Print the records below without any change, starting at the line that contains "Point out the white" and ending with the last line of the records.

* start Data in this exercise *

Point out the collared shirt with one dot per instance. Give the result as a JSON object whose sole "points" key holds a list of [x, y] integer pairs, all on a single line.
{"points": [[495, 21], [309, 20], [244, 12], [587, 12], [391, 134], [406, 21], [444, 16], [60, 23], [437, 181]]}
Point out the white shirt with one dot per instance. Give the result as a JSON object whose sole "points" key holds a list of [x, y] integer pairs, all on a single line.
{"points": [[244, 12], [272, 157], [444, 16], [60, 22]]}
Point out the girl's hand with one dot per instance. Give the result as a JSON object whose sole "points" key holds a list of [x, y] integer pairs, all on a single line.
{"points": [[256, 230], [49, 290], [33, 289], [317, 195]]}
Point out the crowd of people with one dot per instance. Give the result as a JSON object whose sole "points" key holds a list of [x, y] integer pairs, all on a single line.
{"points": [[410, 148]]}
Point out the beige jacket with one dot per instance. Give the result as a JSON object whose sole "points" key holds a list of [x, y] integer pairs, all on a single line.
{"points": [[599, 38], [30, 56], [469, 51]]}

* end Data in this exercise *

- [Reply to the exercise]
Point out the white shirt with one dot per instance. Give the result as a JSON object whose sole "points" key holds a list of [x, y] integer pairs, all on a single line.
{"points": [[244, 12], [272, 157], [444, 16], [60, 22]]}
Point out the girl's hand with one dot per instance. Give the result as a JSON object whose sole "points" key holds a list of [x, y] integer pairs, all on a single line.
{"points": [[256, 230], [49, 290], [33, 289], [317, 195]]}
Point out the crowd of people with one dot per instance. Give the result as a JSON object whose sole "points" key holds a list of [x, y] integer pairs, all on a single line.
{"points": [[410, 148]]}
Point out the beige jacket with one dot per instance. Give the result as a JSON object whose sole "points" key holds a list of [x, y] integer pairs, all on a single line.
{"points": [[599, 38], [30, 56], [469, 51]]}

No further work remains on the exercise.